[Point-per-instance localization data]
/---
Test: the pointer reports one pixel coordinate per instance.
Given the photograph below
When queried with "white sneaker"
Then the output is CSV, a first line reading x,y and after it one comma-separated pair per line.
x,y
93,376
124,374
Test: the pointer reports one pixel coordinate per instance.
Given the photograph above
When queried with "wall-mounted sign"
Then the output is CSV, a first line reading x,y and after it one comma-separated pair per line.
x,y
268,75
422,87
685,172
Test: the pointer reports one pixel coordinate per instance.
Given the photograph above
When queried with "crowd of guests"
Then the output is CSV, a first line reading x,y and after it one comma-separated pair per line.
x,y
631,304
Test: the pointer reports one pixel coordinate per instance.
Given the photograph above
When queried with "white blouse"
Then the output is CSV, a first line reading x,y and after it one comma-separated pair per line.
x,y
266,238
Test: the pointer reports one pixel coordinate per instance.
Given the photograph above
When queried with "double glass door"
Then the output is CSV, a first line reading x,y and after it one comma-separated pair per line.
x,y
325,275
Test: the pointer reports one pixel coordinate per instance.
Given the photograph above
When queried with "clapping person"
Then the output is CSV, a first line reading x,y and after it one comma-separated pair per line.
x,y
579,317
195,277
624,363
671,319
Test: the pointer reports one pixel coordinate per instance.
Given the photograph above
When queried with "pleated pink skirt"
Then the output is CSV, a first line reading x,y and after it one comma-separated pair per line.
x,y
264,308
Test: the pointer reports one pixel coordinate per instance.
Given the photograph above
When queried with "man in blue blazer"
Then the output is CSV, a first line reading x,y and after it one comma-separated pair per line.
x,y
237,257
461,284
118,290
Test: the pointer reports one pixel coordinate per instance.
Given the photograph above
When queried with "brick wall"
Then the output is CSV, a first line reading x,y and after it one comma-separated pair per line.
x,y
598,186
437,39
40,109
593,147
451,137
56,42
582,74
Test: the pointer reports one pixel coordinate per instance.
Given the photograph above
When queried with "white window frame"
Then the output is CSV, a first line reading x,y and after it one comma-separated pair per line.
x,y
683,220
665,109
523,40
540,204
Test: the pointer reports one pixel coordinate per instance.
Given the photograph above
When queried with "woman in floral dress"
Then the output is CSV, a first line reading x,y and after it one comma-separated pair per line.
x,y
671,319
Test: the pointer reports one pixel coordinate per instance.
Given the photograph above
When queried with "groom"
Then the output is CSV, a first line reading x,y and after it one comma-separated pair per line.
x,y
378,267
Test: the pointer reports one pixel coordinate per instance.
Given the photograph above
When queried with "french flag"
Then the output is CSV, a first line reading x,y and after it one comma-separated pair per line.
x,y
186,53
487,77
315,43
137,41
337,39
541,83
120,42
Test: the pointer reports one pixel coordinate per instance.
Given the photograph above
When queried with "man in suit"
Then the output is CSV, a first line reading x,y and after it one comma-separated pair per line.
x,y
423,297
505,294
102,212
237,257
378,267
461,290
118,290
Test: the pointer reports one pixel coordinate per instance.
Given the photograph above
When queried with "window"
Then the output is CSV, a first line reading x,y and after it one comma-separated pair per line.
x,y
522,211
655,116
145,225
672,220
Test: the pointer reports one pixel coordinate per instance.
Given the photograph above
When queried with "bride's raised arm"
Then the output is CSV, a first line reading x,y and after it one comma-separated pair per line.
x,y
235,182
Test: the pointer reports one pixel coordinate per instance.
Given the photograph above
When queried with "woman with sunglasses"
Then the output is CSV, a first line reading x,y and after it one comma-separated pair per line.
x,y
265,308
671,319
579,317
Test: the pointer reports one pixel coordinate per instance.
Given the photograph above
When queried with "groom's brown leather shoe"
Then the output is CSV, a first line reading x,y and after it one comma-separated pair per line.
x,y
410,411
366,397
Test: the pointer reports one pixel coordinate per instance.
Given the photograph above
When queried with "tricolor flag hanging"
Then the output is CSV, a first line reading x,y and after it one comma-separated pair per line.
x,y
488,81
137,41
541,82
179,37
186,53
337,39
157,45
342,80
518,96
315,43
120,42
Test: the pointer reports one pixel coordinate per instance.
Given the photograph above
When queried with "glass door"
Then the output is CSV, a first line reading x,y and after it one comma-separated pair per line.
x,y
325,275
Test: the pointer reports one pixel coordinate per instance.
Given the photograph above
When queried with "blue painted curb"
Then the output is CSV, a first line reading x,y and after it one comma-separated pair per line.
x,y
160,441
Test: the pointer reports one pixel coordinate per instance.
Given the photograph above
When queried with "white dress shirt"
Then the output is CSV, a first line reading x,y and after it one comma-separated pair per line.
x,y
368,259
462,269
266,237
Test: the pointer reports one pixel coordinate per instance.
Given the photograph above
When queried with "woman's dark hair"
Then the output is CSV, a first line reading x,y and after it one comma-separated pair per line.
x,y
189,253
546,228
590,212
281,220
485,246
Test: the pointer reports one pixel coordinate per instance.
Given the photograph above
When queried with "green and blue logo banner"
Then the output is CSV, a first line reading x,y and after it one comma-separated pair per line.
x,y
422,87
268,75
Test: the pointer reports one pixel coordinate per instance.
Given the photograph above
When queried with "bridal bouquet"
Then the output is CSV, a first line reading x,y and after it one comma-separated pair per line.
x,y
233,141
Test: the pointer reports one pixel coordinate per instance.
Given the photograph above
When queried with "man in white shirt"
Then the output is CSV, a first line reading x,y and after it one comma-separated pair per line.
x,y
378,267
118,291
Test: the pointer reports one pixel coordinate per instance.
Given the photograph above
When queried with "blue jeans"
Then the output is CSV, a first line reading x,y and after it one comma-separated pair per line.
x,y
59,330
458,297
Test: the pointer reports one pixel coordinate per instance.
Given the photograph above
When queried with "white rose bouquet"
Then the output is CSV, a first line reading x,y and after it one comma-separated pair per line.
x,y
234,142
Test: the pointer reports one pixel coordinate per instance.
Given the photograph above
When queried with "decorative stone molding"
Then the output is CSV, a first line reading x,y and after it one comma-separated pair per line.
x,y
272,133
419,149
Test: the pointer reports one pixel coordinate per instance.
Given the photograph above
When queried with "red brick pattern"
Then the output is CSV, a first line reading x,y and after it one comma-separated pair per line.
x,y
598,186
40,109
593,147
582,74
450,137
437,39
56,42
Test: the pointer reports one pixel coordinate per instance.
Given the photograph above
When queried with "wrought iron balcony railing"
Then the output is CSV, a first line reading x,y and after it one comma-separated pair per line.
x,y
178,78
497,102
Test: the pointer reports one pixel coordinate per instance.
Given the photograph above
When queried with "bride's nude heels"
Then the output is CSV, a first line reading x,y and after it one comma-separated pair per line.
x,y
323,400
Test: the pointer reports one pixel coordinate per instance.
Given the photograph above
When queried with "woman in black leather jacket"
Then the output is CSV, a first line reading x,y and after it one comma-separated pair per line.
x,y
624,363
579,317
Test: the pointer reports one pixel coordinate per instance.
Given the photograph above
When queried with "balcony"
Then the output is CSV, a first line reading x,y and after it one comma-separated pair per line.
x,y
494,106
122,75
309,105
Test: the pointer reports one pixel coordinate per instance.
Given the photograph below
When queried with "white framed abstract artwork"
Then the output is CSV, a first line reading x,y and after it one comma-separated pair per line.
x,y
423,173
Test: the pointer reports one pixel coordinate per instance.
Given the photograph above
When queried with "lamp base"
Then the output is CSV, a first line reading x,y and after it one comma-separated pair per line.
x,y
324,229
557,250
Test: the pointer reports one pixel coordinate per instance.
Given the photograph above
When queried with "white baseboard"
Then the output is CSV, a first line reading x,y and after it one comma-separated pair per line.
\---
**WHAT YOU NEED TO DO:**
The response should reproduce every entry above exactly.

**RESPONSE TO THE TASK:**
Test: the pointer reports one pixel coordinate per instance.
Given the photograph below
When queried with "white sneaker"
Then the output is CSV, a first line reading x,y and after it one comma-separated pair per line.
x,y
93,376
124,374
Test: the pointer reports one pixel coordinate per instance.
Given the photograph above
When queried with "wall-mounted sign"
Then the output is CSV, a first line reading x,y and after it one comma-separated pair per line.
x,y
268,75
422,87
685,172
Test: the pointer reports one pixel coordinate per instance.
Given the photograph above
When queried with "crowd of guests"
Then the output is CSV, a first line reading x,y and after it one comma-separated pair per line.
x,y
631,304
Test: the pointer reports one pixel coordinate per instance.
Given the photograph above
When queried with "white blouse"
Then the output is CSV, a first line reading x,y and after it one comma-separated pair per line.
x,y
266,238
Test: the pointer reports one pixel coordinate per instance.
Given the photograph above
When queried with "double glass door"
Then the output is CSV, a first line reading x,y and after it one comma-separated pair per line.
x,y
325,275
Test: the pointer reports one pixel coordinate per instance.
Given the photograph above
When queried with "clapping person"
Then the output is CSV, a first line reading x,y and after it one comma-separated pair per line.
x,y
579,317
195,277
624,363
671,319
Test: the pointer reports one pixel coordinate per instance.
Given the photograph above
When queried with "pleated pink skirt"
Then the output is CSV, a first line reading x,y and after it one comma-separated pair per line.
x,y
264,308
Test: the pointer reports one pixel coordinate per instance.
Given the photograph above
When queried with "man in blue blazer"
Then the output is CSV, a first line reading x,y and after it one comma-separated pair per line.
x,y
237,257
461,284
118,290
Test: the pointer reports one pixel coordinate per instance.
Given the photograph above
When queried with "brick wall"
Then the output is CSV, a first line reading x,y and after it one comma-separated pair per line.
x,y
598,186
437,39
40,109
593,147
451,137
56,42
582,74
Test: the pointer reports one pixel coordinate per instance.
Given the photograph above
When queried with "white window frame"
Then the output is CSV, a first line reading x,y and after it one comma-separated pair per line.
x,y
683,220
665,109
523,40
540,204
Test: the pointer reports one pixel coordinate per instance.
Given the photograph above
When queried with "woman in floral dress"
Then the output is CSV, a first line reading x,y and after it one comma-separated pair per line.
x,y
671,319
Test: the pointer reports one pixel coordinate per instance.
Given the photograph above
When queried with "groom"
Then the output is CSV, a first line reading x,y and after it one comma-separated pair per line.
x,y
378,267
Test: the pointer reports one pixel coordinate per instance.
Given the photograph above
When queried with "french flag"
Then the output is CSV, a first line reading x,y and after it one comma-separated pair per line.
x,y
186,53
487,77
315,43
137,41
337,39
541,83
120,42
Test: the pointer reports one pixel coordinate per instance.
Given the photograph above
When queried with "man in suit"
Then the output is CSV, a first line reading x,y and after it one comma-separated pair per line.
x,y
423,297
505,294
102,212
237,257
378,267
461,290
118,290
Test: the pointer reports one pixel coordinate per instance.
Given the photograph above
When queried with "window"
Then the output is CSV, a first line reading x,y and after it one comma-separated pair per line.
x,y
522,211
655,116
145,225
672,220
Test: the pointer reports one pixel coordinate per instance.
Given the photograph above
When queried with "bride's raised arm"
Then the output is CSV, a first line reading x,y and after it one comma-separated pair per line.
x,y
235,182
Test: the pointer reports one pixel coordinate per instance.
Given the photograph above
When queried with "woman with sunglasses"
Then the output is CSV, a first line reading x,y and after it one comma-separated pair per line.
x,y
265,308
671,319
579,317
Test: the pointer reports one pixel coordinate per instance.
Given the photograph above
When queried with "groom's brown leather shoe"
Then the output is CSV, a first line reading x,y and after it one comma-separated pair per line.
x,y
410,411
366,397
Test: the pointer reports one pixel coordinate per instance.
Given the photograph above
When queried with "tricolor flag hanging"
Then the output is CSV, a first line reading x,y and after it one comma-separated pair per line.
x,y
488,81
137,41
541,82
179,37
186,53
337,39
157,45
342,80
518,96
315,43
120,42
Test: the pointer reports one pixel coordinate per instance.
Given the photograph above
When queried with "glass door"
Then the output is CSV, a first line reading x,y and after it one comma-separated pair per line.
x,y
325,275
Test: the pointer reports one pixel coordinate per instance.
Given the photograph above
When queried with "blue painted curb"
Then the output is CSV, a first line reading x,y and after it one comma-separated pair per line.
x,y
160,441
Test: the pointer reports one pixel coordinate per instance.
Given the photograph above
When queried with "white dress shirt"
Then the output is CSV, a first line reading x,y and after it one comma-separated pair per line.
x,y
368,259
462,269
266,237
Test: the pointer reports one pixel coordinate per instance.
Given the photograph above
When queried with "woman's dark hair"
Then the output is CSV, a first line reading x,y and after it one comma-separated pair per line.
x,y
189,253
546,228
590,212
281,220
485,246
Test: the pointer reports one pixel coordinate per instance.
Given the photograph above
When queried with "green and blue logo banner"
Then the output is CSV, a first line reading x,y and after it one comma-separated pair per line.
x,y
422,87
268,75
Test: the pointer reports one pixel coordinate per instance.
Given the photograph above
When queried with "bridal bouquet"
Then the output is CSV, a first line reading x,y and after it one comma-separated pair per line.
x,y
233,141
Test: the pointer reports one pixel coordinate per instance.
Given the photograph above
When queried with "man in white shirt"
Then the output is CSV, a first line reading x,y and after it one comma-separated pair per line.
x,y
378,267
118,291
Test: the pointer reports one pixel coordinate per instance.
Given the photograph above
When queried with "blue jeans"
Then the output is CSV, a first line reading x,y and after it one comma-separated pair per line.
x,y
59,330
458,297
Test: the pointer reports one pixel coordinate per instance.
Given the photograph above
When queried with "white rose bouquet"
Then the output is CSV, a first line reading x,y and after it one comma-separated pair per line.
x,y
234,142
Test: the pointer reports one pixel coordinate per instance.
Given the photograph above
When queried with "decorative stone molding"
Then the output is CSV, a first line reading x,y and after it one comma-separated pair per line.
x,y
272,133
419,149
Test: the pointer reports one pixel coordinate per instance.
Given the photograph above
When queried with "red brick pattern"
Then the output is CSV, a first line reading x,y and after it one comma-separated pair per line.
x,y
598,186
40,109
593,147
582,74
450,137
437,39
56,42
Test: the pointer reports one pixel coordinate per instance.
Given the photograph above
When queried with "wrought iron balcony railing"
Then the output is CSV, a first line reading x,y and after it one comma-separated pair per line.
x,y
178,78
497,102
Test: the pointer reports one pixel coordinate per instance.
Given the photograph above
When queried with "bride's nude heels"
Then the output is CSV, a first line reading x,y and after it one comma-separated pair per line.
x,y
323,400
Test: the pointer reports one pixel coordinate per instance.
Given the photograph above
When queried with "woman in black leather jacket"
Then the output is CSV, a first line reading x,y and after it one comma-separated pair per line.
x,y
624,363
579,317
Test: the pointer reports one pixel coordinate per instance.
Given the photograph above
When queried with "balcony"
Then the output is CSV, a first line reading x,y and after it one comma-separated pair per line.
x,y
494,106
122,75
309,105
Test: the pointer reports one pixel coordinate per instance.
Given the photograph below
When queried with "white framed abstract artwork"
Then the output is CSV, a first line reading x,y and after it one comma-separated pair per line.
x,y
423,173
Test: the pointer reports one pixel coordinate per instance.
Given the photograph above
When queried with "lamp base"
Then the output is CSV, a first line reading x,y and after it one comma-separated pair per line.
x,y
324,229
557,250
Test: the pointer reports one pixel coordinate per instance.
Given the photograph above
When queried with "white baseboard"
Then the output is CSV, a first line reading x,y and after it one comma-separated pair per line.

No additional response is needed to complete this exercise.